» WHAT IS NEEDED:
Return each line in the records below that contains the word "ceiling", copied in full. Case counts.
-- begin DATA TO USE --
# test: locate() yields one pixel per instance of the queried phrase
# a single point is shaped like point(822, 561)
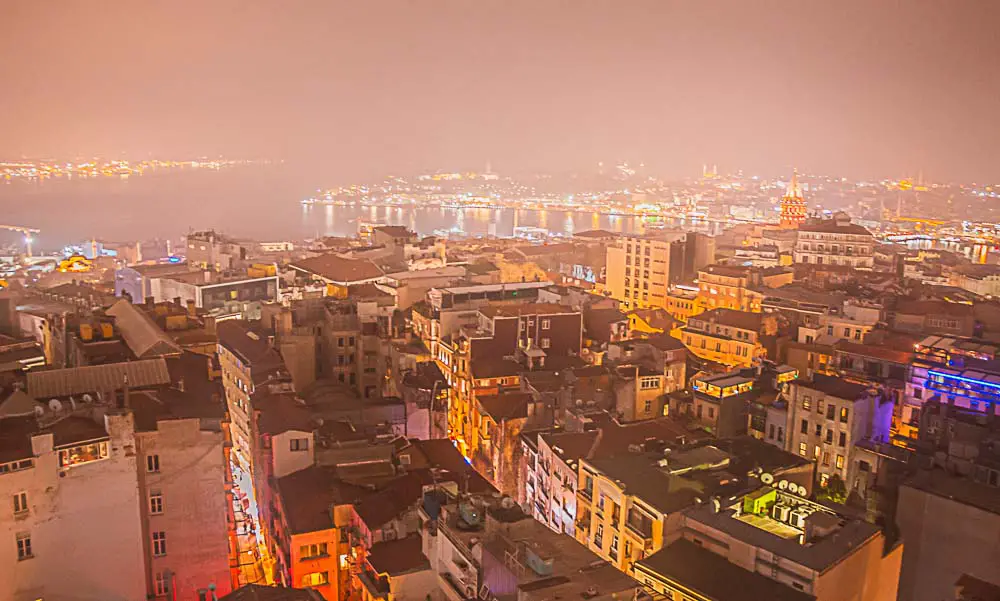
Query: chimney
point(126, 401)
-- end DATA TO USE --
-- begin DATA TO USE --
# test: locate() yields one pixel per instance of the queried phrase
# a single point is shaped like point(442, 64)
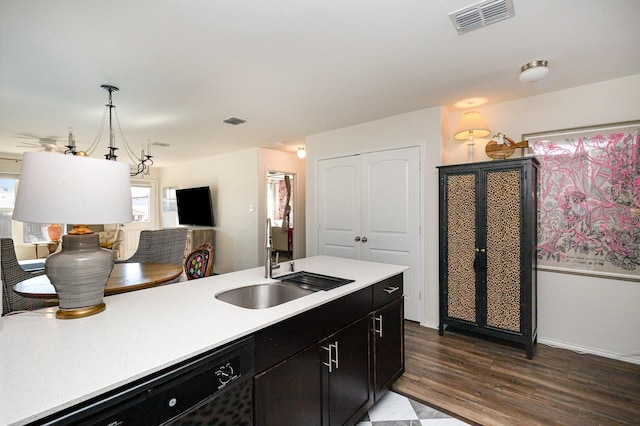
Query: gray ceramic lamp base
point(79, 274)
-- end DATA TO USE --
-- begin DATA TO USE --
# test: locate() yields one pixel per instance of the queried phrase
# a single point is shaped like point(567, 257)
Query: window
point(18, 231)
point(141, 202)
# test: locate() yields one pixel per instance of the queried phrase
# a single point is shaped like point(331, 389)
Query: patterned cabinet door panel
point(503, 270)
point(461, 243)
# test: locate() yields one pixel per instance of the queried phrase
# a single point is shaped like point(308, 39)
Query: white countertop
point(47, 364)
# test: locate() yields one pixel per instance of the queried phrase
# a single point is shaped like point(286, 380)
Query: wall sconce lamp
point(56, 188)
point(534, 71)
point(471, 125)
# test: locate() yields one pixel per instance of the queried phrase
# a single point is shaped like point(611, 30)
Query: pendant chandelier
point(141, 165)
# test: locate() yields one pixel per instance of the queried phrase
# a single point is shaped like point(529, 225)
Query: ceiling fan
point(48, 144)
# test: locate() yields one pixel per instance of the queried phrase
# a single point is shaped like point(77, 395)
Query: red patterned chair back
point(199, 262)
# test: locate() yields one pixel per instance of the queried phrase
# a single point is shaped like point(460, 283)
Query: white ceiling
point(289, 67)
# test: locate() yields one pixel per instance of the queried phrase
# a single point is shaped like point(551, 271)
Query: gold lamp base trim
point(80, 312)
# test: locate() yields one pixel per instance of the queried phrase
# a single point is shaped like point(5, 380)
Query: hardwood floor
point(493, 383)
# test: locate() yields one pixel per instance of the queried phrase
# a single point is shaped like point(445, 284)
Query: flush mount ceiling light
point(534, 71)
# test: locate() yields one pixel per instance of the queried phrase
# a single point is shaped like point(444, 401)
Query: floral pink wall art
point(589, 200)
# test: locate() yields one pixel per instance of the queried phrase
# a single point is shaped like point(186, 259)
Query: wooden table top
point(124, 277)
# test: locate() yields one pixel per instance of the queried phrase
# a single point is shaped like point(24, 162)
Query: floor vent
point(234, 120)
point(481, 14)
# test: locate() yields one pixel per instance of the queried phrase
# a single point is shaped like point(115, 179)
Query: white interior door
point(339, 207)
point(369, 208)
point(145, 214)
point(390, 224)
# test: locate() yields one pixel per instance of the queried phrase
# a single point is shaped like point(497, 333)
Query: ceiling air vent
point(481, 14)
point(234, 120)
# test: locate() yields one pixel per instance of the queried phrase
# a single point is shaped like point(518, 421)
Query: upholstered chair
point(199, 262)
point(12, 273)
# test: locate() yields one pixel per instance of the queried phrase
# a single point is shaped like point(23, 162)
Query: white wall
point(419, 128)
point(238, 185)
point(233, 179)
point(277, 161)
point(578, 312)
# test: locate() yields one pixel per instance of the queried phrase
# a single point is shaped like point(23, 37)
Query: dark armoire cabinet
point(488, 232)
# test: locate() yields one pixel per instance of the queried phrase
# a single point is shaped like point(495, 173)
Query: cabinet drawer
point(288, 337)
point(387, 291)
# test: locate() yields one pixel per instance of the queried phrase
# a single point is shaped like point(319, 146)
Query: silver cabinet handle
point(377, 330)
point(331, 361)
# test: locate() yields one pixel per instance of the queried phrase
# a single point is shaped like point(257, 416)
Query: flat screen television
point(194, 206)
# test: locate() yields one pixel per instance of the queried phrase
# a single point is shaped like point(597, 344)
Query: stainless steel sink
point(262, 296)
-- end DATA TO USE --
» ANSWER TO THE PROBLEM:
Query: ceiling fan
Query: white ceiling
Query: flush mount ceiling light
Query: ceiling air vent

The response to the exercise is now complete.